**DESCRIPTION OF THE TASK:** Your answer should be the exact lines of the records, starting with the one containing "In this picture, where can the treeline" and running to the end.

**MATERIAL PROVIDED:**
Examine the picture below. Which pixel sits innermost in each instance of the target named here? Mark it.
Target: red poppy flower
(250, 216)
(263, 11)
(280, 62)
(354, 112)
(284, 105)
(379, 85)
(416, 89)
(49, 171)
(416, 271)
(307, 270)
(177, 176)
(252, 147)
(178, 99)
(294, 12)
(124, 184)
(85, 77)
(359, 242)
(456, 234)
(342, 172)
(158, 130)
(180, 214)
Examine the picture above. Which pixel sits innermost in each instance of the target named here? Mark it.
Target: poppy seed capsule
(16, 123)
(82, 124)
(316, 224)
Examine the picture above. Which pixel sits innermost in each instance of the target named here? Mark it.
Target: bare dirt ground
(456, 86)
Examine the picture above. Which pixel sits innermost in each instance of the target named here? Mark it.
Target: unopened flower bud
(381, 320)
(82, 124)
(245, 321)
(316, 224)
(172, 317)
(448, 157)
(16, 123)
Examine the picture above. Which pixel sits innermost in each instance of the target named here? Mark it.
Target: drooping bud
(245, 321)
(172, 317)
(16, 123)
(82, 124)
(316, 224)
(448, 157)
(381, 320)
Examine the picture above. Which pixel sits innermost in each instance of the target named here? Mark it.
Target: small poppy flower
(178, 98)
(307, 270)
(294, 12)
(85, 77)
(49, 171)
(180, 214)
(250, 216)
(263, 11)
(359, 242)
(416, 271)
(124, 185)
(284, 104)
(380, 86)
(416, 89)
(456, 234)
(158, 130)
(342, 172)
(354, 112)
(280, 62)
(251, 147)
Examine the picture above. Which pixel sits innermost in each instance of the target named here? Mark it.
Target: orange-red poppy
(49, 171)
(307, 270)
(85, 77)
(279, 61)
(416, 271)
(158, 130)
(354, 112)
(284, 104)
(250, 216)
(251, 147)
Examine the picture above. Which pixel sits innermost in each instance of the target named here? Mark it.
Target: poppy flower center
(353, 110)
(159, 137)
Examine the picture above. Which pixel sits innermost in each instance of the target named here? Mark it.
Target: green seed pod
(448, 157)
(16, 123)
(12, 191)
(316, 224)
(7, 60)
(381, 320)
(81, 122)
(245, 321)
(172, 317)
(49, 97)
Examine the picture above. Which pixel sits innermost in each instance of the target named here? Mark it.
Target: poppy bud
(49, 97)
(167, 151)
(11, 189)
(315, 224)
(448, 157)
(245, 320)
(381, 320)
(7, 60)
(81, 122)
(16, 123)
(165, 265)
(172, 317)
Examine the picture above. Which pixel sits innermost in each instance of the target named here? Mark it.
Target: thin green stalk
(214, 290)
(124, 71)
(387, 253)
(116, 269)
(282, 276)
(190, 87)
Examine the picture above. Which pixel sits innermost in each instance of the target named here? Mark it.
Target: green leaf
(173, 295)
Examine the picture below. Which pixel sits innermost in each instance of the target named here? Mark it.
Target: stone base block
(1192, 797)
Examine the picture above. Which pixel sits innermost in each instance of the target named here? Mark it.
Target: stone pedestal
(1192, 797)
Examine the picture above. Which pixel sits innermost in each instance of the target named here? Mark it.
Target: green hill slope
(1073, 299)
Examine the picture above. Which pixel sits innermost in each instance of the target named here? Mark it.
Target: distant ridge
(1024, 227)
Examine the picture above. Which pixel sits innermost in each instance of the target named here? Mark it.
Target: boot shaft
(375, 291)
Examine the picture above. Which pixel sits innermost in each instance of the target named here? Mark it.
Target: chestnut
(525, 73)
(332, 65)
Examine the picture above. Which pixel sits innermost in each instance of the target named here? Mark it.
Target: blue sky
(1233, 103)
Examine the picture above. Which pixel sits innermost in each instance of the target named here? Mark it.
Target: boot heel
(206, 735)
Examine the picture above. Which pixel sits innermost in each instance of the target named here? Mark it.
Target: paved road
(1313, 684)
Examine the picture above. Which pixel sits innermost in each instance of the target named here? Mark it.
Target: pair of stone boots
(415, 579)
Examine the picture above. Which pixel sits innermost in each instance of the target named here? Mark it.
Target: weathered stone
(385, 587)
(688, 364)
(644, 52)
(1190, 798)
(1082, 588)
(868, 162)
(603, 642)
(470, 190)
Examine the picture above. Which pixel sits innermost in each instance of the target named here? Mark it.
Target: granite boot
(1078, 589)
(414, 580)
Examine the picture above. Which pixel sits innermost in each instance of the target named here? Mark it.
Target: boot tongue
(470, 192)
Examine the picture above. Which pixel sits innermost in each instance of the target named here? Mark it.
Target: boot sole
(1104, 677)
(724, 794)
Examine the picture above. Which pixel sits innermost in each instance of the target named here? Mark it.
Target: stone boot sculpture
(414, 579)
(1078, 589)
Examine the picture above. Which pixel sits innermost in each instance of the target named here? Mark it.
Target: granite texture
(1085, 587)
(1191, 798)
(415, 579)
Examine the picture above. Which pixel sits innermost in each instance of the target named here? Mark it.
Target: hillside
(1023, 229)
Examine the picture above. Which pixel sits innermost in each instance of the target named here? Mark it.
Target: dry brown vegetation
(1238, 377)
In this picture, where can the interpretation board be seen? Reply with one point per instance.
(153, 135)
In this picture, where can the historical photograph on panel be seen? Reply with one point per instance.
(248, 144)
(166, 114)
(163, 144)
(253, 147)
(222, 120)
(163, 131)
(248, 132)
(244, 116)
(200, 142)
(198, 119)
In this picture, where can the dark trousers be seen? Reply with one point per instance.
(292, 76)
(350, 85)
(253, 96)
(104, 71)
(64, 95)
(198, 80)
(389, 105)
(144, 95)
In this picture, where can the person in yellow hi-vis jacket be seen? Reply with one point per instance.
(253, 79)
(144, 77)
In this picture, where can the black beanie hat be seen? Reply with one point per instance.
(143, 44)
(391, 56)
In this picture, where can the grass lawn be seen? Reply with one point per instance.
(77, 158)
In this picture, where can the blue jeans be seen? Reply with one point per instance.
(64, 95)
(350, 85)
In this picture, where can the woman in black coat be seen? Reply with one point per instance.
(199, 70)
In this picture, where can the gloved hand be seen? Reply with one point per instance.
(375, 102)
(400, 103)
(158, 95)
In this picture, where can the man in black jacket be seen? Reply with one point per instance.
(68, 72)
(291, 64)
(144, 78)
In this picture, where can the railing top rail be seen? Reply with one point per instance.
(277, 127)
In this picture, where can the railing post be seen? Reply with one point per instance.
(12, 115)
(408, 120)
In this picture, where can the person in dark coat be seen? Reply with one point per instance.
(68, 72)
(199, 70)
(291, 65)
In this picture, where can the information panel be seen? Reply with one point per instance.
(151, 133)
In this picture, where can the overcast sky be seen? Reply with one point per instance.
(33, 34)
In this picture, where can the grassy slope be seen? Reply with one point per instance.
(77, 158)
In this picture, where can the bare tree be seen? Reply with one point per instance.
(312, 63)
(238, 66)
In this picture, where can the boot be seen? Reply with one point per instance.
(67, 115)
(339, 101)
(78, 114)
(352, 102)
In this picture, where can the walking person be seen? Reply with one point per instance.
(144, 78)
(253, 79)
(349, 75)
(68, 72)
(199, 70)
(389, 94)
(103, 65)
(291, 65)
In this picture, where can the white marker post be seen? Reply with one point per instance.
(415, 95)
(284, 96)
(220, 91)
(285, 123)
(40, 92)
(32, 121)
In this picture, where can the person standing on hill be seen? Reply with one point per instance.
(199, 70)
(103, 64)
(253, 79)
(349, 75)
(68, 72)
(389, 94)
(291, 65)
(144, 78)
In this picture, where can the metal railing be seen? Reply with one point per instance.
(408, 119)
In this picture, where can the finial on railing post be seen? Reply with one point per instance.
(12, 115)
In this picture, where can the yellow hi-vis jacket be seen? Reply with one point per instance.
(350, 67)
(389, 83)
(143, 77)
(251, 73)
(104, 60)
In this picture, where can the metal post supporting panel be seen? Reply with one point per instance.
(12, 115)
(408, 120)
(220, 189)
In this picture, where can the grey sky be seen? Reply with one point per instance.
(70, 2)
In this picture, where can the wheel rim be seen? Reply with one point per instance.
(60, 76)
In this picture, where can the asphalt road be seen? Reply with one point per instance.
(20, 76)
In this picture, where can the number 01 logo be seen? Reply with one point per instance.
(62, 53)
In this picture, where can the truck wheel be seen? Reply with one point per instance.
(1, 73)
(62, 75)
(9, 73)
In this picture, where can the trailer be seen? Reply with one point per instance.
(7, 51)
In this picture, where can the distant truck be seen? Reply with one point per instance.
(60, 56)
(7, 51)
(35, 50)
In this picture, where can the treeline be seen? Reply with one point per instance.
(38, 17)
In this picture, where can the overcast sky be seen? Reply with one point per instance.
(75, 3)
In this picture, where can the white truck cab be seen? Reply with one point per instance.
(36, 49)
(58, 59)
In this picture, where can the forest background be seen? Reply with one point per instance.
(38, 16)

**YOUR RESPONSE:**
In this picture, where can the treeline be seen? Reply with one point per instance.
(38, 17)
In this picture, where can the overcast sky be seen? Reply with one point per instance.
(75, 3)
In this picture, where can the white truck cab be seen? Reply with one point per instance.
(36, 49)
(58, 59)
In this picture, where can the forest background be seen? Reply with one point per instance.
(38, 16)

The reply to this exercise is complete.